Write out the part of the post on Uber's self-driving cars and Volvo's emergency brakes that falls between "Secondly, if Uber" and "are the semantics.", inclusive.

======== DOCUMENT SECTION

Firstly, it assumes Volvo is not sharing the parameters of the system. It
seems unlikely that Uber is installing an automated driving system into these
cars without the cooperation of Volvo, especially with the agreement to
ultimately get 24,000 autonomous-system-equipped cars from them.

Secondly, if Uber could instead determine what it wants to know about the
parameters by testing, then the question is irrelevant, as are the semantics.

Thirdly, it is presumably safe for humans to be driving cars without knowing
the exact parameters, and so should not present any particular problem for the
autonomous system - if the emergency brakes are triggered, it is likely to be
a situation in which it is the right thing to happen, and possibly a result of
the autonomous system failing. Just as for human drivers, an autonomous system
is expected to usually stay within the parameters of the emergency system,
without reference to those parameters, just by driving correctly. For example,
if the emergency brakes come on to stop the car from hitting a pedestrian
because the autonomous system failed to correctly identify the danger, what
difference would it have made if the system knew the exact parameters of the
emergency braking system?

================
======== RECORDED INFORMATION

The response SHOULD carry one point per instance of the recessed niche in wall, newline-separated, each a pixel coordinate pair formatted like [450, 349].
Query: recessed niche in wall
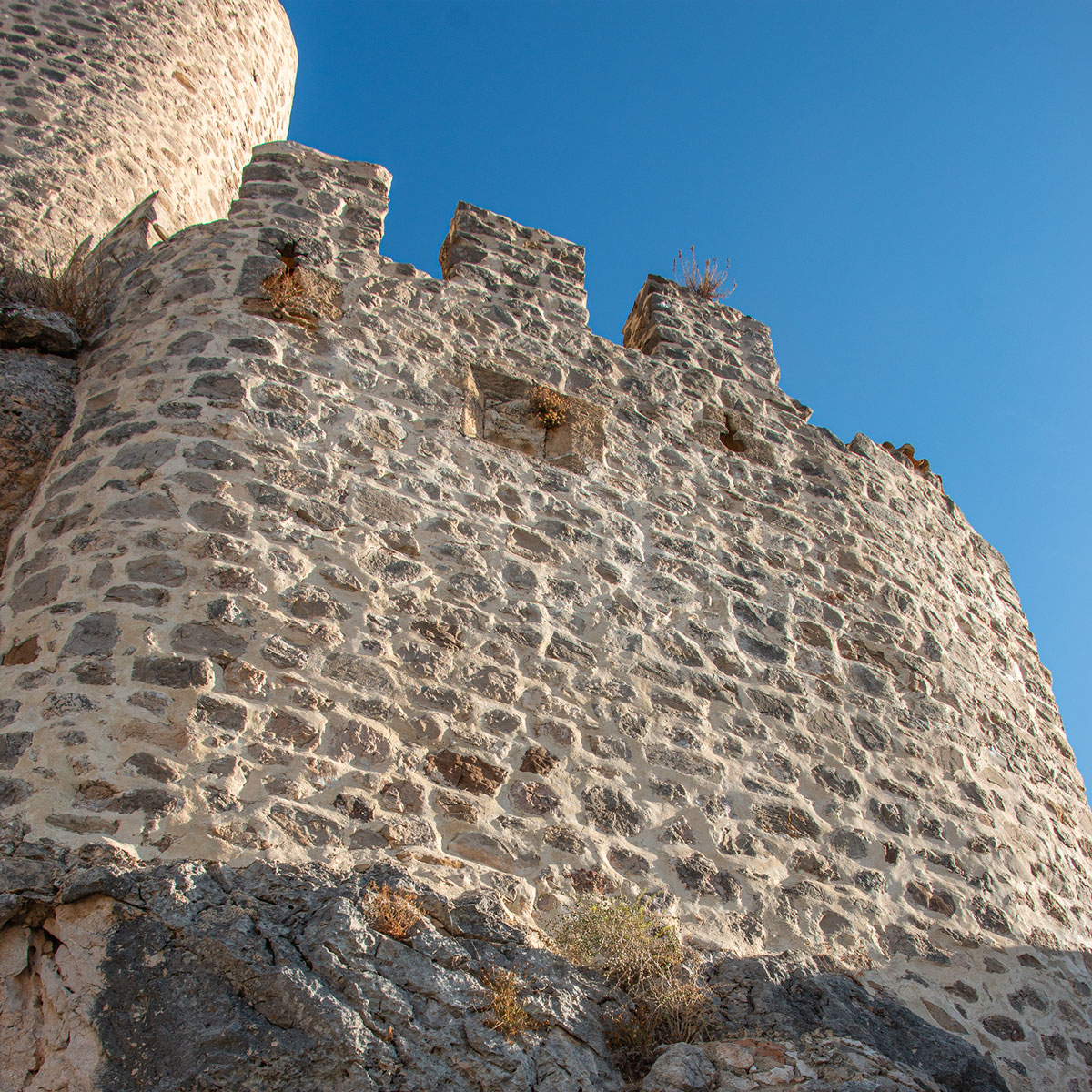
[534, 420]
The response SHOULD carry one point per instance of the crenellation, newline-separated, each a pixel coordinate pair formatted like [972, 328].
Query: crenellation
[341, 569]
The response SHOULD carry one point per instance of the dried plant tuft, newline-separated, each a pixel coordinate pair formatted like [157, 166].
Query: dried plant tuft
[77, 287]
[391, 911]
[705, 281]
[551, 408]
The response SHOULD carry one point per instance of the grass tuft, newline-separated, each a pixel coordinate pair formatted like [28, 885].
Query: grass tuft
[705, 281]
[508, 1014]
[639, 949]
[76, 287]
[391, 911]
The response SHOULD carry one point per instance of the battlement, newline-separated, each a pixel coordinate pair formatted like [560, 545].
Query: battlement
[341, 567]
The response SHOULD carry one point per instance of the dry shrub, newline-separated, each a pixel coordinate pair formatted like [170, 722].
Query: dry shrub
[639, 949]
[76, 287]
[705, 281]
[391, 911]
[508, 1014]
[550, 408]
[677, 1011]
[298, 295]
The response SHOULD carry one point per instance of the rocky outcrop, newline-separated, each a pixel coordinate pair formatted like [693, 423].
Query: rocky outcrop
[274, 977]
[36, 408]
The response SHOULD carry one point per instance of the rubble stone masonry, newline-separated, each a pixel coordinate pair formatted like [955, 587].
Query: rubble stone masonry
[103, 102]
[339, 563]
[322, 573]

================
======== RECORDED INFORMATION

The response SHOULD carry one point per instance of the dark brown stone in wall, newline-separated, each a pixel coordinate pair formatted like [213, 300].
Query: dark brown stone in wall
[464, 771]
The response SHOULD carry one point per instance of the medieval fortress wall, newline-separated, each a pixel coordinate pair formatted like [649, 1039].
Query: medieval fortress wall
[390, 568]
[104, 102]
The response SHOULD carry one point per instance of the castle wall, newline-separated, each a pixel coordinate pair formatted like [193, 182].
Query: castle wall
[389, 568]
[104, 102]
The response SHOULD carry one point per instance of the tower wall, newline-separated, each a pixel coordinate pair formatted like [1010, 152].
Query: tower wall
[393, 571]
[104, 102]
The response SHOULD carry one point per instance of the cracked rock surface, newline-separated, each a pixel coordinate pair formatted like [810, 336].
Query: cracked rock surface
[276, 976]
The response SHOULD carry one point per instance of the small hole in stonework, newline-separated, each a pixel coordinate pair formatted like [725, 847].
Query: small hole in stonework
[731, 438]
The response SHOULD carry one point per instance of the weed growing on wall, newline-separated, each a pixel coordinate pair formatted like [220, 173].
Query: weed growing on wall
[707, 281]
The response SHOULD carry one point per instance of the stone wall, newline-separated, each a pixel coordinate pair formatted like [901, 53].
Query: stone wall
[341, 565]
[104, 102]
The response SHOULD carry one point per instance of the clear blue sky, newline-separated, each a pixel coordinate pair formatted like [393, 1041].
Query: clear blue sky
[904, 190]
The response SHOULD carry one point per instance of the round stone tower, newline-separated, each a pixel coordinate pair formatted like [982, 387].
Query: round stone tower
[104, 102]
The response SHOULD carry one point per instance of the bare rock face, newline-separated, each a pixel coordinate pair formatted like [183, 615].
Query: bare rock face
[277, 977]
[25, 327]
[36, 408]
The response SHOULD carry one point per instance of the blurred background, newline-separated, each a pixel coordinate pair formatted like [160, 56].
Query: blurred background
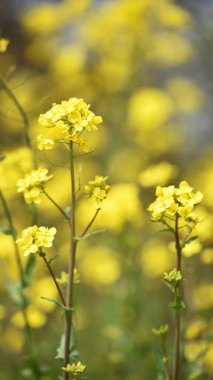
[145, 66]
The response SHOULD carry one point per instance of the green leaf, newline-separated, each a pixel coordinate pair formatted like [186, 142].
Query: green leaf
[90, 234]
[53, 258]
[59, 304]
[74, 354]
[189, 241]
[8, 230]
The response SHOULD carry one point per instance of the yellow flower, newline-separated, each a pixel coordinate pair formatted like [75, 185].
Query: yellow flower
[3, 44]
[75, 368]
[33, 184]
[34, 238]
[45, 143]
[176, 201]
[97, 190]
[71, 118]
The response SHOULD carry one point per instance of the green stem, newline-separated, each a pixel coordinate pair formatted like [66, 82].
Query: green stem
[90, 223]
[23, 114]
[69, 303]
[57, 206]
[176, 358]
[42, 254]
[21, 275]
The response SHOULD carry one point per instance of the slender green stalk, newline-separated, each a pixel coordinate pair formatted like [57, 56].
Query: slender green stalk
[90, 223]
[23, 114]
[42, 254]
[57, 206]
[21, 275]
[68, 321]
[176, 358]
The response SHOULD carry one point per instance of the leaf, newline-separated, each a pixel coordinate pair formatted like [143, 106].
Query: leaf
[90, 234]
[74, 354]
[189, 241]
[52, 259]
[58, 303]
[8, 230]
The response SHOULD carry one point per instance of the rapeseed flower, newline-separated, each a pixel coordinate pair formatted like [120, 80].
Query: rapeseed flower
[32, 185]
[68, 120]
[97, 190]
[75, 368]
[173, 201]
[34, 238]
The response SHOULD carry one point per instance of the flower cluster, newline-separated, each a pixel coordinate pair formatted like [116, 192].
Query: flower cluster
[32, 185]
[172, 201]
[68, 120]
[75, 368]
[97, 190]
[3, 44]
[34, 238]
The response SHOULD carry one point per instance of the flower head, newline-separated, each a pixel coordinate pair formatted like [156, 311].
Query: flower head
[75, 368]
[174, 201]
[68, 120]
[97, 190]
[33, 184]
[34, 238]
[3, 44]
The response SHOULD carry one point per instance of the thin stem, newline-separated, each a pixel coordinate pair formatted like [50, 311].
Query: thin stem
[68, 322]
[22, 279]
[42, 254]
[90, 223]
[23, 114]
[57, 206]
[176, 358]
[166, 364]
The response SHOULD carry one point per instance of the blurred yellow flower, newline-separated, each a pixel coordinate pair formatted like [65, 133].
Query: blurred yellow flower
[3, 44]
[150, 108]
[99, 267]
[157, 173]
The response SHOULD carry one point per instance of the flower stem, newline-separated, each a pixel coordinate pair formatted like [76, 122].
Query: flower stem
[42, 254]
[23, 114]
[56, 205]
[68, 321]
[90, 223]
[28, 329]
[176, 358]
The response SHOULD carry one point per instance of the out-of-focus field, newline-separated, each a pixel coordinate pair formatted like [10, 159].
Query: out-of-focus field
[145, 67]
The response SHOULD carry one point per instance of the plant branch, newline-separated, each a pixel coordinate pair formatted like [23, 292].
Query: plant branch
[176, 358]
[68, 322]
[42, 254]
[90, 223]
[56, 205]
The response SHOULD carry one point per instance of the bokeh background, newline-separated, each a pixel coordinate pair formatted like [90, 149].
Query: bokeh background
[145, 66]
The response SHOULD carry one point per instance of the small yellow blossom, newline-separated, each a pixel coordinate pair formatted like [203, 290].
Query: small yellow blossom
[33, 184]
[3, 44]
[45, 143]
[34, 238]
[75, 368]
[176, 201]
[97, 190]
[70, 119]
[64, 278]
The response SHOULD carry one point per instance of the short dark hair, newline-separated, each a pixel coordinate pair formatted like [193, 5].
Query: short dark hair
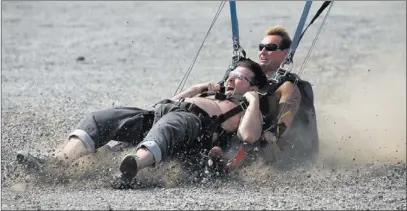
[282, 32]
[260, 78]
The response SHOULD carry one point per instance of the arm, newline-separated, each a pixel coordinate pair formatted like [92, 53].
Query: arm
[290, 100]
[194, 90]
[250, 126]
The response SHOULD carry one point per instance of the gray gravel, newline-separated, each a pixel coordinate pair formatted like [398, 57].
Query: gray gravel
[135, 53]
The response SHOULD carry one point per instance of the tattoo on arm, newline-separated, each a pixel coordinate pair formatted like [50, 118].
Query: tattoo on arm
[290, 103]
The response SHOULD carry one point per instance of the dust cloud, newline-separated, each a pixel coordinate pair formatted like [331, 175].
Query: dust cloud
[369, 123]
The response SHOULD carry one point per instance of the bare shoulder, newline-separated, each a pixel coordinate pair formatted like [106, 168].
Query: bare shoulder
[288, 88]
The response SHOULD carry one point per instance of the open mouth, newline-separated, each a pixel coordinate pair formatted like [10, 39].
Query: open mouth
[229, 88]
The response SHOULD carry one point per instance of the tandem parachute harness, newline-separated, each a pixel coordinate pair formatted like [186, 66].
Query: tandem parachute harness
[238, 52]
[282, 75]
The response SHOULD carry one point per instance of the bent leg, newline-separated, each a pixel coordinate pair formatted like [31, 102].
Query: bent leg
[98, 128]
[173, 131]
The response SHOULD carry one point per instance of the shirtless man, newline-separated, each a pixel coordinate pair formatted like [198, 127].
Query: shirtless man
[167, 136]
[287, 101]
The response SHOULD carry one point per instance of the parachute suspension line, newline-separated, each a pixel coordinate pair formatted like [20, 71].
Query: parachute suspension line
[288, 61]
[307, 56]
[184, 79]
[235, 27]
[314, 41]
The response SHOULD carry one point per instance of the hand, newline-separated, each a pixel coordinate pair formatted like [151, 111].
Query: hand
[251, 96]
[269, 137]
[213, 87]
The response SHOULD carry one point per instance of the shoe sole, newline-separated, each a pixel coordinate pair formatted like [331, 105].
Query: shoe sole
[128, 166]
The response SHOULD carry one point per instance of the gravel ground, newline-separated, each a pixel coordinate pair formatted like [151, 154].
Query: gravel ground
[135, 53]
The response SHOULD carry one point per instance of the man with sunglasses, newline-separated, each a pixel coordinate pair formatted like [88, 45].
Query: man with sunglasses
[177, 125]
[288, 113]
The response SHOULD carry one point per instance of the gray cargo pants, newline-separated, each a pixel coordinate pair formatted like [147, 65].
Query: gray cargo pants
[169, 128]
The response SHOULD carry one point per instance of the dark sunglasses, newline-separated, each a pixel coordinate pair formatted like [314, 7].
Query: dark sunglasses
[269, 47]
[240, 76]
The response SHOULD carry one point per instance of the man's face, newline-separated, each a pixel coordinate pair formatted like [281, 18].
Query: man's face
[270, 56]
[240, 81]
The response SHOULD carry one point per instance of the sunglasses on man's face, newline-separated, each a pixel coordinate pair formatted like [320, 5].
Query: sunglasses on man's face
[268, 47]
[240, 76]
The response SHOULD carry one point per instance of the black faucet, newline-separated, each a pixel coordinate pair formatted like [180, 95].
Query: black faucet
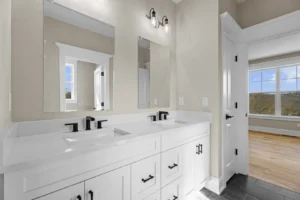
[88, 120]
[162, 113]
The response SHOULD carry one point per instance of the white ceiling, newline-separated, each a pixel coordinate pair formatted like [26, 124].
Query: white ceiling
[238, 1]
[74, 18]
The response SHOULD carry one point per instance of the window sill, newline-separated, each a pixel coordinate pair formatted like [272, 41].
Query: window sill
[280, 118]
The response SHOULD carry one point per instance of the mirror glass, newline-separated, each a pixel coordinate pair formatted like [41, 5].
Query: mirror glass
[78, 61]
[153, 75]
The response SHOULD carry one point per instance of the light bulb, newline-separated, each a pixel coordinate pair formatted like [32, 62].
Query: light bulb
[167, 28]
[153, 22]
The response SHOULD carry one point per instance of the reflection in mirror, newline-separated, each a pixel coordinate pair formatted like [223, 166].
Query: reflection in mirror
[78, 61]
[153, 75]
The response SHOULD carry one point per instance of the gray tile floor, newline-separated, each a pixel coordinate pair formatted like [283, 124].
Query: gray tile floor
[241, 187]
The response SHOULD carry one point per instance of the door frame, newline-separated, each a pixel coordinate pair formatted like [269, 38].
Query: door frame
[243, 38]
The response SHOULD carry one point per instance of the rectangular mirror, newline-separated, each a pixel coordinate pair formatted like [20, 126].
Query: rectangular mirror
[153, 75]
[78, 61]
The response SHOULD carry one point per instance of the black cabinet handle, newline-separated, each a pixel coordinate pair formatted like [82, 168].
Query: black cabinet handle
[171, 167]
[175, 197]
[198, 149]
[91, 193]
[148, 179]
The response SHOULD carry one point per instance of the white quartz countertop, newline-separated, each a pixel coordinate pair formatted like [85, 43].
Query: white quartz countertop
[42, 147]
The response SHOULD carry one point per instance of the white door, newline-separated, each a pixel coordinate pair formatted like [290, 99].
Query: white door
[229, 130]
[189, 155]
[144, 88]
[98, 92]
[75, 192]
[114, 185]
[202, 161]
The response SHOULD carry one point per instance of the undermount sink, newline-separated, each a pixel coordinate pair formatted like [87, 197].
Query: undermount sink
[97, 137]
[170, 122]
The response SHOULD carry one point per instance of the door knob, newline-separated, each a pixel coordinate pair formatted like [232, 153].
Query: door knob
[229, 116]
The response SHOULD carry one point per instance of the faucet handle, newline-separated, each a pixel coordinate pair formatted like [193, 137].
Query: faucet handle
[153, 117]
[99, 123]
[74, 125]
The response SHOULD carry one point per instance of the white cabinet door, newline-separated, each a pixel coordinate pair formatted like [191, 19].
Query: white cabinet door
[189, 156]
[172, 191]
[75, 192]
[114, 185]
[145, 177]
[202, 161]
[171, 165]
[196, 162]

================

*OUTPUT FOR THIS EXERCISE*:
Secondly, if Uber could instead determine what it wants to know about the
parameters by testing, then the question is irrelevant, as are the semantics.